Return the listing beneath precisely, with every line intact.

═══ DATA ═══

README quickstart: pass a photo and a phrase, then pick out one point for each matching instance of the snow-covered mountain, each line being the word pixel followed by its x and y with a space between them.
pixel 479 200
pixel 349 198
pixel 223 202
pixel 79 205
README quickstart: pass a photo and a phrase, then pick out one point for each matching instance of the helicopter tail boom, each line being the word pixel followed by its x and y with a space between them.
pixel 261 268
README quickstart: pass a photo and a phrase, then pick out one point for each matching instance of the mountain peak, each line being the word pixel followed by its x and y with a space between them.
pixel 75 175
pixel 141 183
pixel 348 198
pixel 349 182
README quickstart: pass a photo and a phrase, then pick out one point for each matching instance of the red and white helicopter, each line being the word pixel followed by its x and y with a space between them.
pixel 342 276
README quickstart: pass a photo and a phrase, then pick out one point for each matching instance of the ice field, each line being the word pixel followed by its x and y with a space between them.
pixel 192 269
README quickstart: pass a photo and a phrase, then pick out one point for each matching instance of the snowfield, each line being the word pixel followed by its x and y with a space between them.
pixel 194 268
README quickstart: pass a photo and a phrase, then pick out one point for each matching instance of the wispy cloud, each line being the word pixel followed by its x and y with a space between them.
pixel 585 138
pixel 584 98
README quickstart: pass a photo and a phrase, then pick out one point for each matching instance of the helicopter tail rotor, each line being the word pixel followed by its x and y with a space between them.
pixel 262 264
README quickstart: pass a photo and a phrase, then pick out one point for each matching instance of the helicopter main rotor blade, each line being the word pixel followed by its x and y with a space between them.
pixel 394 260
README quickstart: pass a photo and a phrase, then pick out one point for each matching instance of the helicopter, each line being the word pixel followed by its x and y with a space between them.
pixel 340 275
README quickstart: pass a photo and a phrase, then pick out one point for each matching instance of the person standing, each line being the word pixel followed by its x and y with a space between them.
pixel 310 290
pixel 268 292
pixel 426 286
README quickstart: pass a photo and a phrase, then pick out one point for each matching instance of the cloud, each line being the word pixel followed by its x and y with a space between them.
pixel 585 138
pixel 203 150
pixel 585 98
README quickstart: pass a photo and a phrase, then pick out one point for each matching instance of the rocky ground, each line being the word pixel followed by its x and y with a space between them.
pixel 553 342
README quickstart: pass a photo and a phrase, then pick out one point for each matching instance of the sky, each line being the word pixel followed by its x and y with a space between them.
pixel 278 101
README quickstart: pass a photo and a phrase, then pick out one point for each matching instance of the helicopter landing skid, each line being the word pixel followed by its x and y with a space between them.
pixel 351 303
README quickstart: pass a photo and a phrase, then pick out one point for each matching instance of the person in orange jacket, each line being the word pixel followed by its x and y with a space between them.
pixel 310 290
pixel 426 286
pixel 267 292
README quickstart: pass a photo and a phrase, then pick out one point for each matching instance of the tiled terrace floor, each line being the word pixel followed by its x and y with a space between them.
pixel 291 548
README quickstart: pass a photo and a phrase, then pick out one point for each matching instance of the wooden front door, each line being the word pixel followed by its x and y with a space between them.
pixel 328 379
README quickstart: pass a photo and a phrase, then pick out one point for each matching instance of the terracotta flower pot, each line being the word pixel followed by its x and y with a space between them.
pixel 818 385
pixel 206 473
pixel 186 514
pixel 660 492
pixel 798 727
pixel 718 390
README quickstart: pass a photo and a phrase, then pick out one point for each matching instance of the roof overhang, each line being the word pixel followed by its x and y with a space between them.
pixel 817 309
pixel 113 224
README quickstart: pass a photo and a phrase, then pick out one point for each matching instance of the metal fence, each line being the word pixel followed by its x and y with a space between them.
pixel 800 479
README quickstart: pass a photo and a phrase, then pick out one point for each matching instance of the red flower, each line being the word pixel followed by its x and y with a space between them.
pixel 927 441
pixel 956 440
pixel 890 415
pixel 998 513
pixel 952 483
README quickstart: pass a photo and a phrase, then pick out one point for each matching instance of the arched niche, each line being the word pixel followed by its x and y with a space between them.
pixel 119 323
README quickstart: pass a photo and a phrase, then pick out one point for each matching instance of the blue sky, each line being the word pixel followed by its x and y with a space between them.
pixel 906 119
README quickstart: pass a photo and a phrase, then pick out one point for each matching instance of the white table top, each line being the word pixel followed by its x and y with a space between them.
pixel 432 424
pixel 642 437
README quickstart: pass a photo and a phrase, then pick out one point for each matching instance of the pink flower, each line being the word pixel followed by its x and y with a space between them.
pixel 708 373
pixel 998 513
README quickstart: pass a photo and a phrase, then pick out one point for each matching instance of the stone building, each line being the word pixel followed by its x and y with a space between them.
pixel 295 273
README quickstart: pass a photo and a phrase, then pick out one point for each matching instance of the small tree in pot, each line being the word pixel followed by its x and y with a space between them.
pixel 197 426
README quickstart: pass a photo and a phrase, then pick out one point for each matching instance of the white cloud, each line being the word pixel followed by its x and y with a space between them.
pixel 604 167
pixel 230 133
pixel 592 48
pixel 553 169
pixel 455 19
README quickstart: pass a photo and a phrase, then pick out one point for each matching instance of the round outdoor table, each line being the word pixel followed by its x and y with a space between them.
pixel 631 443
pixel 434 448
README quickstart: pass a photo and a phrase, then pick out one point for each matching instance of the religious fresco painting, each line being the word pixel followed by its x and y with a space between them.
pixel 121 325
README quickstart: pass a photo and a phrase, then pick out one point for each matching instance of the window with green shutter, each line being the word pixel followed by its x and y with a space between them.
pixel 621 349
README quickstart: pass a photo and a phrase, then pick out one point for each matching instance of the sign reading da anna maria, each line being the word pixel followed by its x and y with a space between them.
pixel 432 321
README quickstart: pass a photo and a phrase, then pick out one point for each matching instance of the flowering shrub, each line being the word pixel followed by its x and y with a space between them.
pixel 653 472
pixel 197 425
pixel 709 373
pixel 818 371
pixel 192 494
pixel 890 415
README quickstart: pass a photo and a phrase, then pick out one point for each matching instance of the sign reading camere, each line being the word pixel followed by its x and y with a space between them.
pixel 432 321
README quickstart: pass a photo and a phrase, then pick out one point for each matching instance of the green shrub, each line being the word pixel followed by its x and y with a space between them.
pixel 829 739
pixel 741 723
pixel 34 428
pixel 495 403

═══

◆ **ANSWER FOR THIS EXERCISE**
README quickstart: pass a photo and a phrase, then pick out one point for each matching instance of the snow-covered mountain, each line being the word pixel followed by its x and y with a space between them.
pixel 479 200
pixel 349 198
pixel 223 202
pixel 79 205
README quickstart: pass a photo and a phrase, then pick out one point for each matching instance of the helicopter tail boom, each line being the word pixel followed by its x and y with a space between them.
pixel 261 268
README quickstart: pass a photo and a phrase, then pick out one point for each matching instance of the mountain peak, each line being the word pixel followed by its x and y with a space between them.
pixel 75 175
pixel 141 183
pixel 348 198
pixel 349 182
README quickstart: pass a photo and a phrase, then pick out one point for each matching instance of the red and white helicopter, each line being the word pixel followed by its x and y with a space between them.
pixel 342 276
README quickstart: pass a photo and a phrase, then pick out one point for each matching instance of the ice field, each line being the word pixel followed by its x and y with a space between them.
pixel 192 269
README quickstart: pass a photo and a phrase, then pick out one point for each matching instance of the snowfield, each line being the word pixel followed by its x and y with a space between them.
pixel 194 268
README quickstart: pass a photo and a phrase, then pick out one point for each matching instance of the wispy cloud, each line being the word pixel followed by its x and y with a space between them.
pixel 585 138
pixel 584 98
README quickstart: pass a photo and a phrase, then pick out one point for each matching instance of the helicopter tail rotor, each line being the word pixel followed by its x and y with a space between them.
pixel 262 264
README quickstart: pass a photo and a phrase, then pick out one point for each matching instance of the helicopter main rotor blade, each line being the word pixel followed by its x and y with a space between them.
pixel 394 260
README quickstart: pass a photo and a phrase, then pick out one point for each matching instance of the helicopter, each line being the word pixel followed by its x and y with a space between them.
pixel 340 275
README quickstart: pass a photo and a phrase, then pick out one point for each matching instance of the person standing, each line being the word pixel followed by its x and y with a space between them.
pixel 310 290
pixel 268 292
pixel 426 286
README quickstart: pass a photo and a phrase, then pick out one point for each matching instance of the cloud, each line being the word pixel followed by its x and y with a space between them.
pixel 585 138
pixel 203 150
pixel 585 98
README quickstart: pass a photo and a phrase, then pick out one point for each matching instance of the rocky ground, each line being the word pixel followed by its x and y with a space between them.
pixel 553 342
README quickstart: pass a photo and a phrase, then pick out one point for each matching instance of the sky, each line being the word pixel followed by its x and y with a space between them.
pixel 278 101
README quickstart: pass a photo and a phrase, then pick out one point for each matching instance of the helicopter landing skid, each line being the word pixel followed by its x and y with a space between them.
pixel 351 303
README quickstart: pass a photo and a phrase, then pick out one point for each matching instance of the person in orange jacket, each line being the word pixel followed by its x and y with a space between them.
pixel 310 290
pixel 426 286
pixel 267 292
README quickstart: pass a photo and a phrase, then pick out one point for each matching instance of the tiled terrace floor, each line being the word pixel followed by its x and y with a space between them.
pixel 291 548
README quickstart: pass a photo and a phrase, then pick out one point for each matching instance of the wooden front door, each line being the word pixel followed by its x and y with a space between them.
pixel 328 379
README quickstart: pass a photo and a phrase, then pick out one point for each matching instance of the terracotta flower pot, each line being the word pixel followed by its x and y with a space between them.
pixel 818 385
pixel 206 473
pixel 186 514
pixel 660 492
pixel 798 727
pixel 718 390
README quickstart: pass a photo and a phrase, then pick out one point for each matching instance of the roof overhang, each line being the word pixel followed by its x and y with a space between them.
pixel 817 309
pixel 113 224
README quickstart: pass a photo and a phrase, then pick out one point for each matching instance of the metal fence, each line being the word pixel followed by its x and y with a space between them.
pixel 800 479
README quickstart: pass a photo and a phrase, then pick out one point for each matching instance of the red flower, each line being the word pixel followed by its x and y with a space between them.
pixel 927 441
pixel 956 440
pixel 890 415
pixel 998 513
pixel 952 483
README quickstart: pass a photo and a phrase, then pick out one point for each matching instance of the arched niche, each line being the word pixel followed by its x and y with a space between them.
pixel 119 323
README quickstart: pass a photo and a phrase, then pick out one point for each matching instance of the blue sky, each line being the word pixel followed by its x and y with a space between them.
pixel 906 119
README quickstart: pass a photo and a phrase, then pick out one point for each matching instance of the white table top, each line being the word pixel followed by its x and y with a space between them.
pixel 432 424
pixel 642 437
README quickstart: pass a photo and a phrase, then pick out one point for each matching instance of the pink flower, each line being the word pixel followed by its x and y with a space between them.
pixel 708 373
pixel 998 513
README quickstart: pass a photo and a phrase, then pick out one point for each matching instance of the stone building, each line being the word pixel followed by its x and y with a space between them.
pixel 295 273
README quickstart: pass a photo and a phrase, then pick out one point for each matching instance of the small tree in pot, each line being the word pixel followed by its x and y with a space between them.
pixel 197 426
README quickstart: pass a photo and a phrase, then pick out one point for each matching instance of the white cloud, each line being the word pixel followed by its x and y with a space between them.
pixel 604 167
pixel 230 133
pixel 592 48
pixel 553 169
pixel 455 19
README quickstart: pass a photo and a phrase, then pick out one point for each matching instance of the round outdoor table, each line being the word pixel followed by its x and y with a space between them.
pixel 631 443
pixel 434 448
README quickstart: pass a photo and a phrase, then pick out one point for each matching instance of the religious fresco painting, each line being the word pixel followed by its x and y with a space between them.
pixel 121 325
README quickstart: pass a photo and a phrase, then pick out one point for each matching instance of the window with green shutter, each line being the word pixel followed by its x and y with a space between them.
pixel 621 349
README quickstart: pass a photo and a phrase, then pick out one point for each matching instance of the sign reading da anna maria, each line being the word pixel followed by its x and y with a space between them.
pixel 432 321
README quickstart: pass a photo and a phrase, then pick out one point for each matching instance of the flowering shrub, each line being the word pixel followed by its x and y with a space between them.
pixel 653 472
pixel 197 425
pixel 709 373
pixel 818 371
pixel 192 494
pixel 890 415
README quickstart: pass a photo and a phrase, then pick out one point for each matching instance of the sign reading camere, each line being the word pixel followed by its x and y with a space between them.
pixel 432 321
README quickstart: pass a photo and a phrase, then pick out one point for each matching instance of the green shrub, each line being the word pixel followed by its x and y with a space between them.
pixel 829 739
pixel 741 723
pixel 34 428
pixel 495 403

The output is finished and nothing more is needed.